About this exercise: Your response needs to be the data below, retyped exactly.

Stored entries
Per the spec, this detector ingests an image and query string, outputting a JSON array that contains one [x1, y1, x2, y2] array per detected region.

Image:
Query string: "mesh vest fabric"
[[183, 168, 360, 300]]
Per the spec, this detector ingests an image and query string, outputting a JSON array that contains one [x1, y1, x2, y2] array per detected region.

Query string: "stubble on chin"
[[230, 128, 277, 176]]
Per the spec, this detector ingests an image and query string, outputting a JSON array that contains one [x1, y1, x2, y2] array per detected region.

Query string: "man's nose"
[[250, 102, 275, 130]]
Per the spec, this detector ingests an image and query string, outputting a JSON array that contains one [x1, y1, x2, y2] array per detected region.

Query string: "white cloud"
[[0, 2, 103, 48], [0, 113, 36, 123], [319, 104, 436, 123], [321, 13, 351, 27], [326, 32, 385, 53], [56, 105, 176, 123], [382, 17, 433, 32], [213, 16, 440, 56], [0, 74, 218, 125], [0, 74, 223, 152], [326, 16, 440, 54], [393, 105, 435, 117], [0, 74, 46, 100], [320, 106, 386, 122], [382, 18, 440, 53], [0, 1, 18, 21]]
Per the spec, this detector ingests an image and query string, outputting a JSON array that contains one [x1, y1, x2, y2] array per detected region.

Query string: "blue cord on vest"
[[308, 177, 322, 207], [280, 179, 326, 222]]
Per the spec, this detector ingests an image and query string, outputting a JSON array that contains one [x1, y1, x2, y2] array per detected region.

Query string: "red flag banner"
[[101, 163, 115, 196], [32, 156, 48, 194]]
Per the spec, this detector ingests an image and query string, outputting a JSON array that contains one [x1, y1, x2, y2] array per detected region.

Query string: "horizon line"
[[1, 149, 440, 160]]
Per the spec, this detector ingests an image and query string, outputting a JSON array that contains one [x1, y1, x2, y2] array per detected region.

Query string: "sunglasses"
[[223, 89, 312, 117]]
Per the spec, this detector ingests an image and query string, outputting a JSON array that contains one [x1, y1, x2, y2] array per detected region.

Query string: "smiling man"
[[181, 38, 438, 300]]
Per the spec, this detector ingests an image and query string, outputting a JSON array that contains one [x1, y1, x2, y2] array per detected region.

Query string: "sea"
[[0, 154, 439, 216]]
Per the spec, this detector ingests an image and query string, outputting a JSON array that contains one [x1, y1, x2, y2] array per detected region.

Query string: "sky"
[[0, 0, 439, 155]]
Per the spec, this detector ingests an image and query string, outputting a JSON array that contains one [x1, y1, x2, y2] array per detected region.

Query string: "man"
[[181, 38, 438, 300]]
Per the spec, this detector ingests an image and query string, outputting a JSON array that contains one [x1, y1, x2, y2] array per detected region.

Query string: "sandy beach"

Solution to the exercise:
Per the spec, this detector ingests an image and query string, outputting a JSON array that contains one [x1, y1, x2, y2] array per detected region.

Image:
Query string: "mesh vest fabric"
[[183, 168, 360, 300]]
Per the spec, this detector ingests an image and query string, outputting a JSON array that contains one [x1, y1, x2, y2] array per detected region.

Query string: "stubble on chin"
[[230, 128, 277, 176]]
Per the spec, this detector ingests an image and query string, outputting a JSON array that contains one [x1, y1, x2, y2] array per detected region.

Query string: "man's nose"
[[250, 102, 275, 130]]
Per the spec, this detector ingests an image and query string, outputting a JSON array that contains one [x1, y1, x2, y2] array per detected region.

Query string: "white cloud"
[[0, 2, 103, 48], [0, 113, 36, 123], [319, 104, 436, 123], [321, 13, 351, 27], [326, 32, 385, 53], [56, 105, 176, 123], [382, 17, 433, 32], [213, 16, 440, 56], [0, 74, 218, 125], [0, 74, 223, 152], [326, 16, 440, 54], [393, 105, 435, 117], [0, 74, 46, 100], [320, 106, 386, 122], [382, 18, 440, 53], [0, 1, 18, 21]]
Per the spec, this detector ingests an image and query string, outputting a JSON array that contains one [x1, y1, x2, y2] array per detected region.

Query string: "blue cord on vest"
[[308, 177, 322, 207], [280, 179, 326, 222]]
Per the spec, this detector ingests an image and query string, outputting a JSON array that contains one [x1, y1, x2, y2] array per detected region.

Query string: "red flag banner"
[[101, 163, 115, 196], [32, 156, 48, 194]]
Per the spec, this detector ingests an image and query string, outputting a JSON array that contains one [x1, y1, x2, y2] array per detected region.

Query string: "horizon line"
[[1, 149, 440, 160]]
Per the spec, this detector ingests an image and query string, outputting a JSON array that contains one [x1, y1, x2, y2] array per detected region.

Query string: "sunglasses"
[[223, 89, 312, 117]]
Per the spec, this detector ingests an image and query string, outputting a JSON array that contains one [x1, y1, x2, y2] array per detected region.

Query string: "smiling man"
[[181, 38, 438, 300]]
Per the spec, this detector ingests an image and query string, outputting a JSON array that contains one [x1, y1, x2, y2] array per detected region.

Query string: "sea"
[[0, 154, 439, 216]]
Per the spec, this detector ingests an image and query string, outputting a JSON array that contains one [x1, y1, x2, y2] array per detected region.

Query string: "sky"
[[0, 0, 439, 155]]
Per the spec, this detector ingests an image and query string, outputting a JSON array that contains one [x1, y1, x2, y2] array per detected region.

Query string: "man"
[[181, 38, 438, 300]]
Per the spec, this detector ingests an image and query string, outputting a JSON array that contains one [x1, y1, x2, y2] array per detected region.

Query string: "sandy beach"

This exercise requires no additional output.